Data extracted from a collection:
======
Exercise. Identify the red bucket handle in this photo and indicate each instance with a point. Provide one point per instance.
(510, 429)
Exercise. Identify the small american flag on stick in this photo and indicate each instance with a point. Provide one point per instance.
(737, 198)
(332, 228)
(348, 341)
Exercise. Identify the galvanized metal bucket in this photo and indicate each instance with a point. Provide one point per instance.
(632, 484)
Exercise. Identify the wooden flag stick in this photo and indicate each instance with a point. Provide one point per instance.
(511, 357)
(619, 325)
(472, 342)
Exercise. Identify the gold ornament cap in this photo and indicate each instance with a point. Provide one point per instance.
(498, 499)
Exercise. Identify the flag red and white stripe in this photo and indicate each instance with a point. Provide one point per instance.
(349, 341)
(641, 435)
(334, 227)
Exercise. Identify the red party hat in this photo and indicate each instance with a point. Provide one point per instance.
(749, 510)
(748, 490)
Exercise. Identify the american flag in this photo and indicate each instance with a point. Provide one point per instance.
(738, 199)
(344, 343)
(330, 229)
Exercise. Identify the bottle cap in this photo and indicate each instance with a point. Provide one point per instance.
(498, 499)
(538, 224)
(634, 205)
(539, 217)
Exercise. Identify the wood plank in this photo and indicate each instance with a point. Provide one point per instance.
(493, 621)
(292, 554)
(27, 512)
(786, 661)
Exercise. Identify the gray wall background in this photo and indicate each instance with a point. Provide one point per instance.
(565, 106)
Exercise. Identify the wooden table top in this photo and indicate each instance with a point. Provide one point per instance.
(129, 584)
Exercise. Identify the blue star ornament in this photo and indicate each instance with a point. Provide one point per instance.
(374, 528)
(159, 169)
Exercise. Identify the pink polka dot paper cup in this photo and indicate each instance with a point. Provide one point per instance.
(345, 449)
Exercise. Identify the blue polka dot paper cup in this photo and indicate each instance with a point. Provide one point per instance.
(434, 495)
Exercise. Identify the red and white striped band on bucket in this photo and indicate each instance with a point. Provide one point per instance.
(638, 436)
======
### WORK ORDER
With the line containing "Exercise. Identify the blue star" as the first and the final line of the records as the last, copy that span exactly and nothing more.

### WRITTEN ANSWER
Exercise. Identify the blue star ornament in this photo and indicate each instance with a point. Provide one point per instance.
(374, 528)
(159, 169)
Exercise. Identify the pink polka dot paper cup in this photo and indicate each instance with a point. Provide one point per instance.
(345, 449)
Exercise. Identify the blue polka dot paper cup in this photo and indicate each instance with a point. Provide one point per instance.
(434, 495)
Exercise. Identify the red and white striped band on bucket in this photo and indicate each instance with a point. Provide one point per instance.
(638, 436)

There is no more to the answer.